> Selected excerpt:
That said, good technology should _never_ be used as a bartering chip.

I think it's hypocritical of any Bitcoin user to be against SegWit for
political reasons. From day 1 Bitcoin has suffered of accusations of being
used for illegal and evil activities. And from day 1 we, as a community, have
had to fend off those claims saying "Yes, it _can_ be used for illegal
activities. But that's not what it's about. It's about a revolutionary
technology that, for the most part, will be used for good."

To block SegWit is to go against that ethos, an ethos so embedded into
Bitcoin. It's about technology; about changing the world. SegWit enables so
many cool new uses for Bitcoin. Can it be used to create off-chain
transactions; something some big blockers are against? Sure. But that's no
reason to stop good technology. Just like it was no reason to stop Bitcoin
itself, just because it _could_ be used for illegal activities.

> Data lines:
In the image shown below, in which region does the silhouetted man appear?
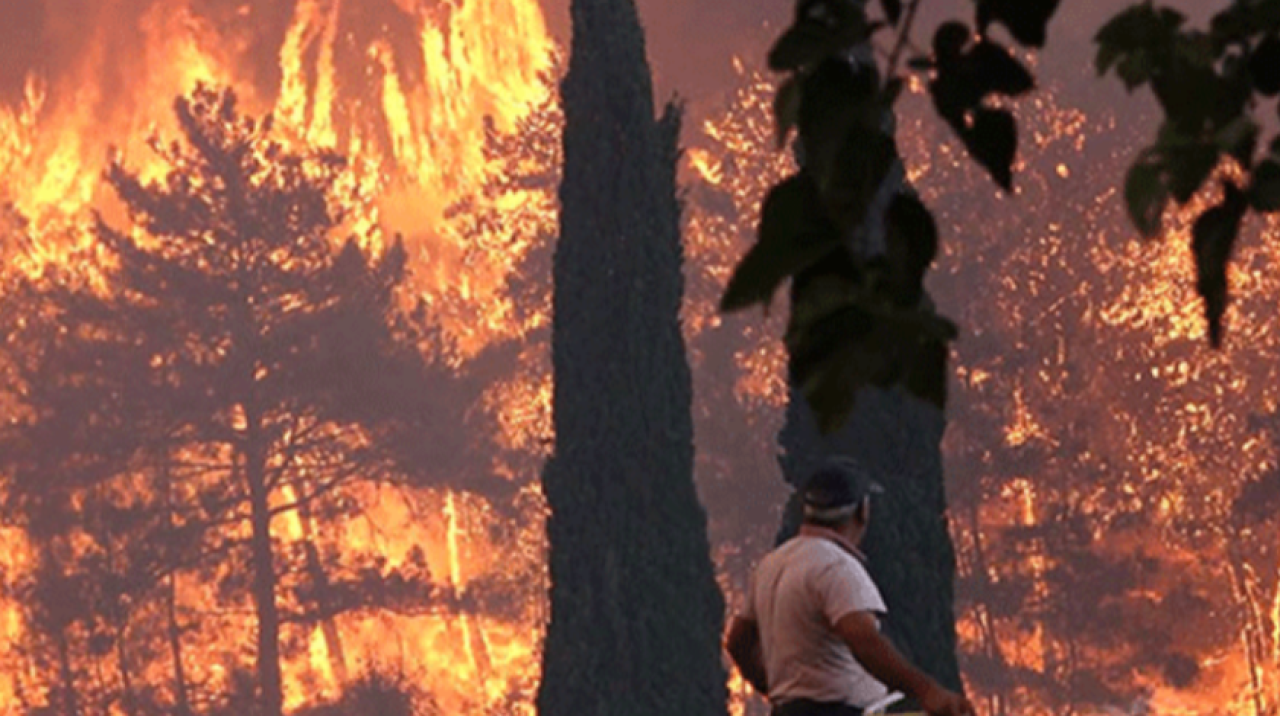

> What to produce: From the SegWit post, transcribe the stretch that begins with the words "I think it's" and ends with "for illegal activities.".

> Finished exercise:
I think it's hypocritical of any Bitcoin user to be against SegWit for
political reasons. From day 1 Bitcoin has suffered of accusations of being
used for illegal and evil activities. And from day 1 we, as a community, have
had to fend off those claims saying "Yes, it _can_ be used for illegal
activities. But that's not what it's about. It's about a revolutionary
technology that, for the most part, will be used for good."

To block SegWit is to go against that ethos, an ethos so embedded into
Bitcoin. It's about technology; about changing the world. SegWit enables so
many cool new uses for Bitcoin. Can it be used to create off-chain
transactions; something some big blockers are against? Sure. But that's no
reason to stop good technology. Just like it was no reason to stop Bitcoin
itself, just because it _could_ be used for illegal activities.